Work to do.
Return each line from the entries below that includes the word "coordinates".

Given data.

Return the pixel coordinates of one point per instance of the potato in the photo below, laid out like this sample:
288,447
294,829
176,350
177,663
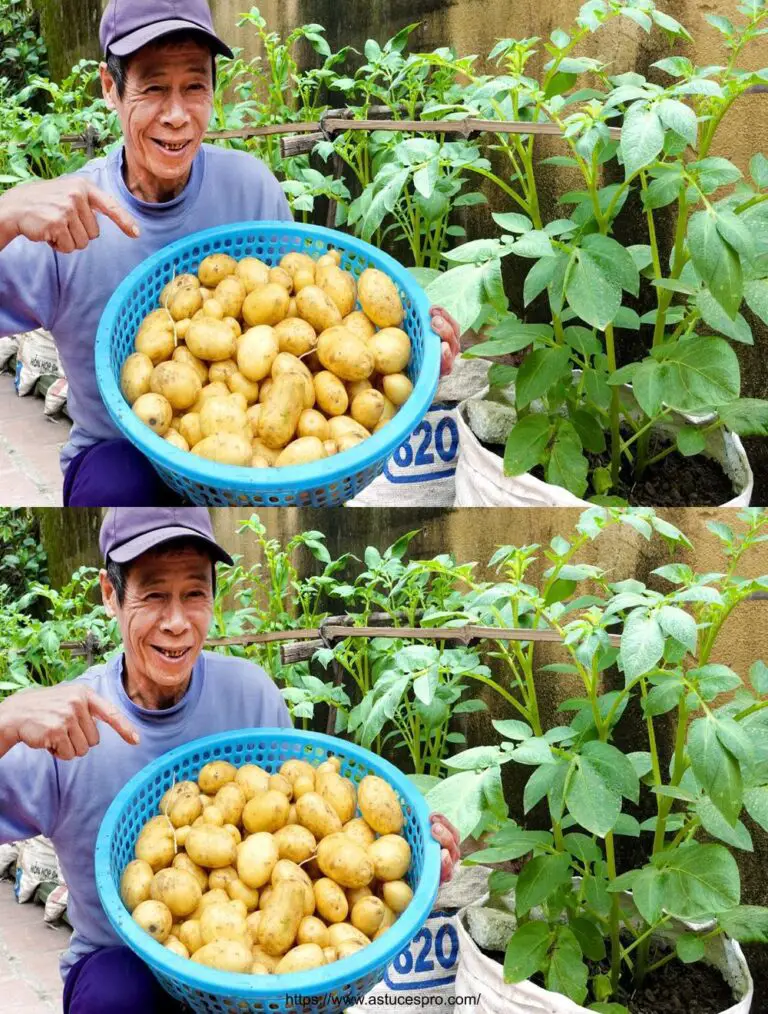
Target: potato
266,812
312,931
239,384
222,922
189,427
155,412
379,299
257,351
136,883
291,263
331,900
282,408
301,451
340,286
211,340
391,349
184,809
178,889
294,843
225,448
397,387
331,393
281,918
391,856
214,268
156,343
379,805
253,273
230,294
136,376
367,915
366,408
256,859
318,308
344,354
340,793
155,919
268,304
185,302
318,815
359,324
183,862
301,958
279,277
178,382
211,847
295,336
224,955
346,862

--

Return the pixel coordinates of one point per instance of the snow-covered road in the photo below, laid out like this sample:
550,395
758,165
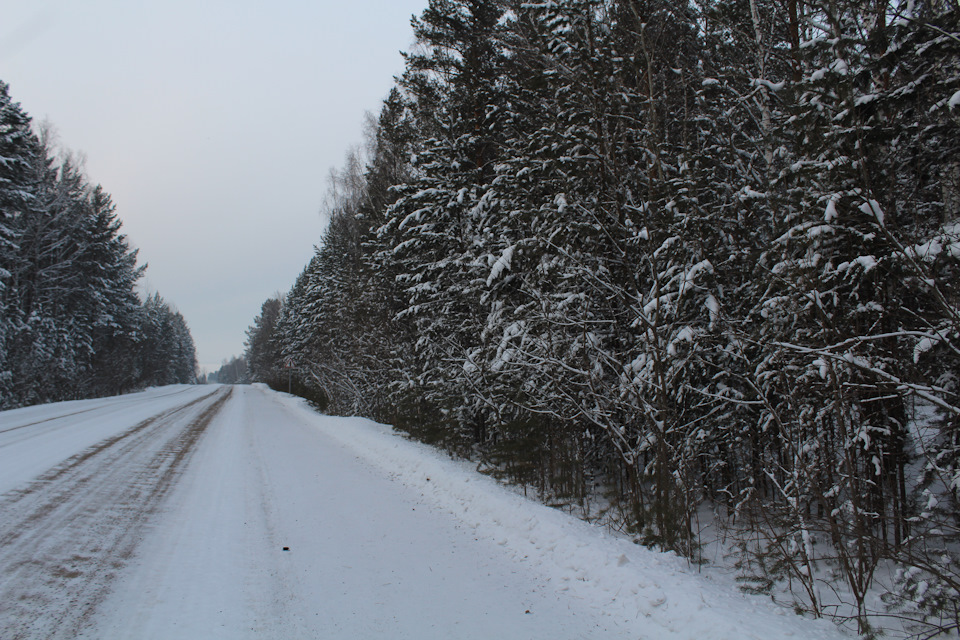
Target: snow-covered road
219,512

Reply to the task.
Return the pixel coordinates of one point per instance of the potato in the photo below, laid out like this sample:
Return the pixel coordinates of one point per instance of the snow-covered road in the photo below, laid out like this sample:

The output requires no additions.